What the task asks:
Repeat only what runs from the line with "hand. Return a box per instance." through the last line of the data below, both included, keeping every word as it is and leaving out the pictures.

Record extracts:
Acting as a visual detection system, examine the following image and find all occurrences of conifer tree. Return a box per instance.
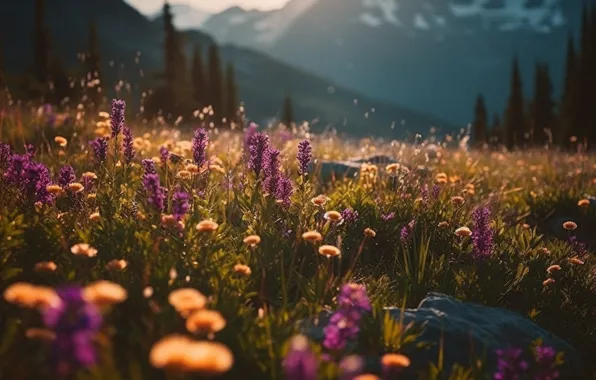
[86,22,102,108]
[530,62,554,146]
[49,59,71,105]
[191,44,206,107]
[0,36,5,92]
[281,96,294,128]
[163,2,179,111]
[503,56,526,149]
[490,113,502,146]
[207,43,223,116]
[560,34,578,147]
[33,0,51,96]
[578,3,596,145]
[472,94,488,147]
[224,62,238,123]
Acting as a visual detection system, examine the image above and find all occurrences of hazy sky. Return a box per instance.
[126,0,291,14]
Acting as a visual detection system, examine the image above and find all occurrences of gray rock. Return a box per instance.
[317,155,398,181]
[301,293,585,378]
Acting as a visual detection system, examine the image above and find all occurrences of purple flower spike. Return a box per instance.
[192,128,209,168]
[58,166,76,188]
[172,191,190,220]
[297,139,312,176]
[110,99,125,138]
[282,336,318,380]
[142,173,165,212]
[248,132,270,178]
[89,138,108,163]
[122,126,135,164]
[472,206,493,260]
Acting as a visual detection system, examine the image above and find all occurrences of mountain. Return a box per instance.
[202,0,588,125]
[0,0,454,138]
[150,4,212,30]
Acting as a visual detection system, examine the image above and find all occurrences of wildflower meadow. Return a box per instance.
[0,100,595,380]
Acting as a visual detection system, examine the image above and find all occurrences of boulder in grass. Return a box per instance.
[301,293,585,378]
[317,155,398,181]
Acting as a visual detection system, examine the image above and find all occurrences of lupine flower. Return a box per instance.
[192,128,209,168]
[0,142,10,169]
[381,212,395,222]
[42,286,103,376]
[89,138,108,163]
[24,161,53,204]
[471,206,493,259]
[493,347,529,380]
[323,284,370,351]
[431,184,441,199]
[110,99,125,138]
[159,146,170,166]
[282,336,318,380]
[248,133,270,177]
[142,159,157,176]
[122,126,135,164]
[297,139,312,176]
[276,176,294,206]
[243,122,258,155]
[533,346,560,380]
[171,191,190,220]
[142,173,165,212]
[341,208,359,225]
[401,220,415,244]
[337,283,371,313]
[263,148,281,194]
[58,165,76,188]
[25,144,35,157]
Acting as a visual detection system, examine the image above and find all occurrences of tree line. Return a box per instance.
[473,4,596,150]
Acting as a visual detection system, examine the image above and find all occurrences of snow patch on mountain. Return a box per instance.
[252,0,319,45]
[362,0,400,25]
[360,13,383,27]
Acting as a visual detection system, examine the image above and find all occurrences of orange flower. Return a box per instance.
[562,221,577,231]
[454,226,472,237]
[83,281,128,306]
[569,257,585,265]
[542,278,555,286]
[177,170,192,179]
[87,193,97,201]
[435,177,448,185]
[546,264,561,273]
[311,194,329,206]
[302,231,323,243]
[67,182,85,193]
[319,245,341,257]
[89,212,101,222]
[54,136,68,147]
[161,214,184,229]
[34,261,57,273]
[185,310,227,334]
[46,185,63,195]
[25,328,56,341]
[437,221,449,228]
[364,228,376,238]
[233,264,252,276]
[385,163,400,175]
[71,243,98,257]
[149,335,233,374]
[381,353,411,369]
[186,164,200,174]
[578,199,590,209]
[196,220,219,233]
[451,196,465,206]
[106,259,128,271]
[243,235,261,247]
[82,172,98,180]
[168,288,207,317]
[353,375,381,380]
[3,283,61,309]
[324,211,342,222]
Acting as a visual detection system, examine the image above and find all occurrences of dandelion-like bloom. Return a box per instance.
[311,194,329,207]
[248,132,270,177]
[324,211,343,222]
[340,208,359,225]
[70,243,98,258]
[149,335,233,374]
[381,353,411,370]
[58,165,76,188]
[493,347,529,380]
[106,259,128,271]
[89,137,108,163]
[243,235,261,247]
[89,212,101,222]
[233,264,252,276]
[533,346,560,380]
[276,176,294,207]
[54,136,68,147]
[438,221,449,228]
[578,199,590,209]
[3,282,61,309]
[282,335,318,380]
[185,310,227,334]
[42,286,103,376]
[122,126,135,164]
[471,206,493,259]
[34,261,58,273]
[142,173,165,212]
[196,220,219,233]
[302,231,323,243]
[562,221,577,231]
[451,196,465,206]
[319,245,341,258]
[168,288,207,317]
[297,140,312,176]
[172,191,190,221]
[364,228,376,238]
[455,226,472,238]
[83,281,128,307]
[110,99,125,137]
[26,328,57,341]
[46,184,63,195]
[192,128,209,168]
[353,375,380,380]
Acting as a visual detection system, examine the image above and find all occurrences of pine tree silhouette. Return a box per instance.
[472,94,488,147]
[32,0,51,98]
[578,3,596,146]
[504,56,526,149]
[281,96,294,128]
[530,62,555,146]
[490,113,502,147]
[224,62,238,124]
[560,33,579,147]
[207,43,223,117]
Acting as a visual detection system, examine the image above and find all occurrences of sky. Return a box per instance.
[126,0,291,14]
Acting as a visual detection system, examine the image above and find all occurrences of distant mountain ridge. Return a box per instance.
[0,0,454,138]
[201,0,588,124]
[150,4,212,29]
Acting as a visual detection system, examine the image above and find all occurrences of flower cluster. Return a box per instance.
[142,173,165,212]
[192,128,209,168]
[172,191,190,220]
[471,206,493,259]
[297,139,312,176]
[494,347,529,380]
[4,153,53,204]
[110,99,126,138]
[122,126,135,164]
[90,137,108,163]
[323,284,371,351]
[58,165,76,188]
[340,208,359,225]
[248,132,270,178]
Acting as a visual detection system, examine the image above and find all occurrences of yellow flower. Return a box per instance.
[302,231,323,243]
[87,193,97,201]
[233,264,252,276]
[385,163,400,174]
[562,221,577,231]
[149,335,233,374]
[98,111,110,119]
[437,221,449,229]
[34,261,57,273]
[364,228,376,238]
[243,235,261,247]
[71,243,98,257]
[67,182,85,193]
[176,170,192,179]
[186,164,200,174]
[54,136,68,147]
[185,310,227,334]
[83,172,98,180]
[83,281,128,306]
[353,375,381,380]
[196,220,219,233]
[319,245,341,257]
[454,226,472,237]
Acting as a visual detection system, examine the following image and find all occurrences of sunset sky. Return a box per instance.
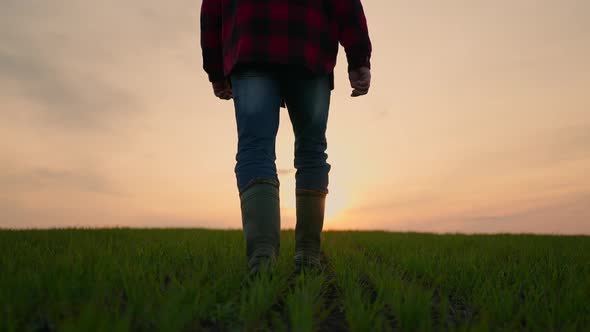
[1,0,589,233]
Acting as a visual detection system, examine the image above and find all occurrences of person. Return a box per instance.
[200,0,372,276]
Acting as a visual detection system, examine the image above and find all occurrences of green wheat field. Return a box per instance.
[1,229,588,331]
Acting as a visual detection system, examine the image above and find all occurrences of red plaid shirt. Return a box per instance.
[200,0,372,89]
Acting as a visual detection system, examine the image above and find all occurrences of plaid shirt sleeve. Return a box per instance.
[335,0,372,72]
[200,0,225,83]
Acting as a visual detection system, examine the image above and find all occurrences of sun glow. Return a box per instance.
[279,176,351,226]
[325,183,350,221]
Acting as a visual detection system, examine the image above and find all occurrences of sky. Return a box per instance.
[1,0,589,234]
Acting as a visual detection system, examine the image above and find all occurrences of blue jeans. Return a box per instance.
[231,65,332,195]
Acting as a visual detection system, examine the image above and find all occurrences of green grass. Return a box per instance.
[0,229,588,331]
[284,269,326,332]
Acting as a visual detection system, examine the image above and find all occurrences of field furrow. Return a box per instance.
[323,233,398,331]
[317,251,350,332]
[280,267,327,332]
[352,237,484,331]
[356,270,399,331]
[238,232,295,331]
[265,268,297,331]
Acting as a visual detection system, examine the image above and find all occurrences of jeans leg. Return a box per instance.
[283,74,332,194]
[231,69,282,194]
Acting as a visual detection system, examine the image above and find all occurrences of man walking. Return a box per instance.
[200,0,372,276]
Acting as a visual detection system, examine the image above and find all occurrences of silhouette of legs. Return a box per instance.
[230,64,332,273]
[283,73,331,271]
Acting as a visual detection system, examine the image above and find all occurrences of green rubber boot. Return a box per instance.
[240,182,281,277]
[294,189,327,272]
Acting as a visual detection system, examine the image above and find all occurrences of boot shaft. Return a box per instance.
[240,183,281,269]
[294,190,326,267]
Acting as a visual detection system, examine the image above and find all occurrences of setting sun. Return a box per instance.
[325,183,350,221]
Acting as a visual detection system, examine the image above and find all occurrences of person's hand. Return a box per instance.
[348,66,371,97]
[212,78,232,100]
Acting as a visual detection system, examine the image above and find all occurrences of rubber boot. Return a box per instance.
[294,189,326,272]
[240,182,281,277]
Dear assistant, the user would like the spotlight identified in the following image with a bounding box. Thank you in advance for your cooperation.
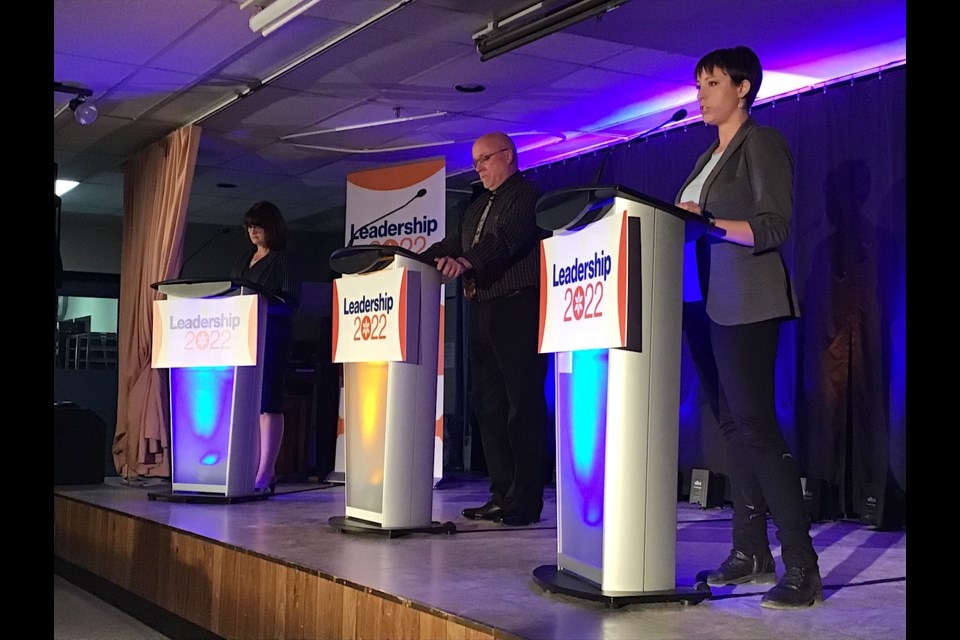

Result:
Acting as a visual detection system, examine the image above and find all occurrences of person's hand. Return a box per instance.
[348,66,371,97]
[212,78,232,100]
Acting as a visual detection system, examine the image above and find all occurrences of rubber boot. Return a box per instance.
[294,189,326,272]
[240,182,281,277]
Dear assistant, the user would like the spotlight identified in the following image with a bounding box. Thank you in advance for your cooperation.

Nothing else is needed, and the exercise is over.